**PASSAGE PROVIDED**

>>>

The Ukraine story is a perfect example of this. The facts of the story that are now accepted by Trump are pretty damning. Trump ordered the withholding of military aid to the Ukraine and then later had a phone call in July with the president of that country asking him to dig up dirt on the business dealings in that country of Hunter Biden, Joe Biden’s son. It is not clear what the Ukrainian president’s response was but that is immaterial. The fact of using taxpayer money in the form of the military aid budget to serve his re-election needs is a massive abuse of governmental power.

Cartoonist Jen Sorensen imagines how the phone call between Trump and the Ukrainian president went down.

But look at how we got there. It started with a whistleblower leak from an intelligence source that was sent to the inspector general of the intelligence services that there had been an improper promise made in a phone call to a foreign leader. That was initially denied in its entirety and Joseph Maguire, Trump’s acting director of national intelligence, refused to release the whistleblower complaint to congress as apparently required by law. But slowly over time, as more details emerged, Trump changed his story correspondingly. He said that there was a phone call but nothing untoward was said. Then it became clear that the country was Ukraine. Then it was that the call was about Hunter Biden’s private business dealings. Then it was that military aid was conditional on getting the dirt.

<<<

**LISTED ENTRIES**
>>>

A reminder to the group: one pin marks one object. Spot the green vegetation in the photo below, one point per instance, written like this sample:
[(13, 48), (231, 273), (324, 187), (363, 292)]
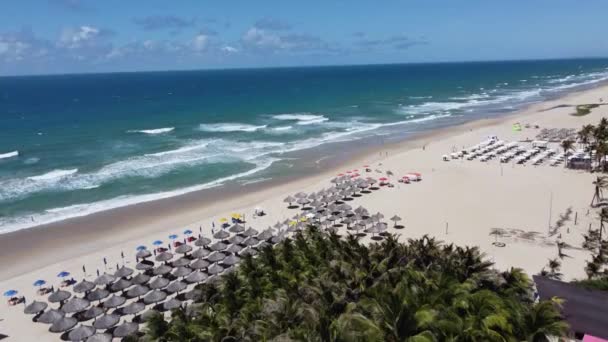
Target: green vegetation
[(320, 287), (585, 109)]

<<<
>>>

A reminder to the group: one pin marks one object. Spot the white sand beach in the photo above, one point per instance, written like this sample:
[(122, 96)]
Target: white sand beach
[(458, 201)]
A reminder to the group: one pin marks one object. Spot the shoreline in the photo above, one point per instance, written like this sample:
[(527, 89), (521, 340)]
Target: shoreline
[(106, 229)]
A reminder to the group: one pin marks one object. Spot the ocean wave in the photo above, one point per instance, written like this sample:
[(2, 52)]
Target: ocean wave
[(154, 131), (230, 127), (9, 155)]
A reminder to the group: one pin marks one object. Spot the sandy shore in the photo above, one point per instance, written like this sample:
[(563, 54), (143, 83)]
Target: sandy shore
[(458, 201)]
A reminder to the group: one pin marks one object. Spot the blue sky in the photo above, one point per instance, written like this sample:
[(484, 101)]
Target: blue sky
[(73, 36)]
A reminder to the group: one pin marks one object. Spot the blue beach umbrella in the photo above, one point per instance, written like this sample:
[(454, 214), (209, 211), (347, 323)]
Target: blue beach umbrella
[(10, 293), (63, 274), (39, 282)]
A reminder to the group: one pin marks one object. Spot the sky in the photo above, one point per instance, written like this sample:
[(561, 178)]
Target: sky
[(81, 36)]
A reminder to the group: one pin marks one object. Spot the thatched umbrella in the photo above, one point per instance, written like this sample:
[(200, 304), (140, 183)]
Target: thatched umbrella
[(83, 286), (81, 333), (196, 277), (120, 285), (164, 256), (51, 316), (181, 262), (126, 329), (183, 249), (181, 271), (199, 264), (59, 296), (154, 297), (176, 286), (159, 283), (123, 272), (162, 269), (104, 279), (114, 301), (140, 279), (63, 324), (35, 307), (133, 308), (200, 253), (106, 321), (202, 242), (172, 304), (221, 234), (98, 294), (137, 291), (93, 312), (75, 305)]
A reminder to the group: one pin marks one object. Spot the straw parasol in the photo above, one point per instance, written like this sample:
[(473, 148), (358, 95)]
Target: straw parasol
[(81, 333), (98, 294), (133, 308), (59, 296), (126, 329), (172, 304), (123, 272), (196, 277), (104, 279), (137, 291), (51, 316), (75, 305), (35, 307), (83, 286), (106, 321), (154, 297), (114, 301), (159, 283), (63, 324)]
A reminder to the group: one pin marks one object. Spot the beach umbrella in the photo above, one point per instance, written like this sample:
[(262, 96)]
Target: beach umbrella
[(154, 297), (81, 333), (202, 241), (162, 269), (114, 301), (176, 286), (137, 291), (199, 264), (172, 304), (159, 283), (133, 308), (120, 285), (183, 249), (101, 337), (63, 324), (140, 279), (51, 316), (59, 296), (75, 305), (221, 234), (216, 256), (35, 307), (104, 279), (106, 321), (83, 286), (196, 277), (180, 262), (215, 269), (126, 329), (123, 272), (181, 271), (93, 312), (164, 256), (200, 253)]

<<<
>>>

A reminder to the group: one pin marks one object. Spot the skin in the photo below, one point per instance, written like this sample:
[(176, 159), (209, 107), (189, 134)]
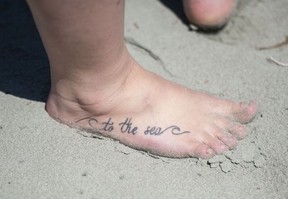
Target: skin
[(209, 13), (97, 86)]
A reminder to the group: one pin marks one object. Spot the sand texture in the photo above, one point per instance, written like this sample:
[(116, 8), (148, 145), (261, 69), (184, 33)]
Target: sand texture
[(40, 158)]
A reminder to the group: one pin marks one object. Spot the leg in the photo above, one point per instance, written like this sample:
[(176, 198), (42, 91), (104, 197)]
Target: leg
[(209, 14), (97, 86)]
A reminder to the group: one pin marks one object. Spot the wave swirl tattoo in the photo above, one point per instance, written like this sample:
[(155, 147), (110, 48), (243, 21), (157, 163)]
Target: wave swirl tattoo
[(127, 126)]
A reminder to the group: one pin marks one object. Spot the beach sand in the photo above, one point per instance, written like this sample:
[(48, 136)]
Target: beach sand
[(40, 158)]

<<<

**TASK TO COMPLETE**
From the passage on the Ukraine phone call, write out the part that opens with the words containing "But look at" and closes with "getting the dirt.". The rows are separate material and have no connection to the passage.

**ANSWER FOR THIS EXERCISE**
But look at how we got there. It started with a whistleblower leak from an intelligence source that was sent to the inspector general of the intelligence services that there had been an improper promise made in a phone call to a foreign leader. That was initially denied in its entirety and Joseph Maguire, Trump’s acting director of national intelligence, refused to release the whistleblower complaint to congress as apparently required by law. But slowly over time, as more details emerged, Trump changed his story correspondingly. He said that there was a phone call but nothing untoward was said. Then it became clear that the country was Ukraine. Then it was that the call was about Hunter Biden’s private business dealings. Then it was that military aid was conditional on getting the dirt.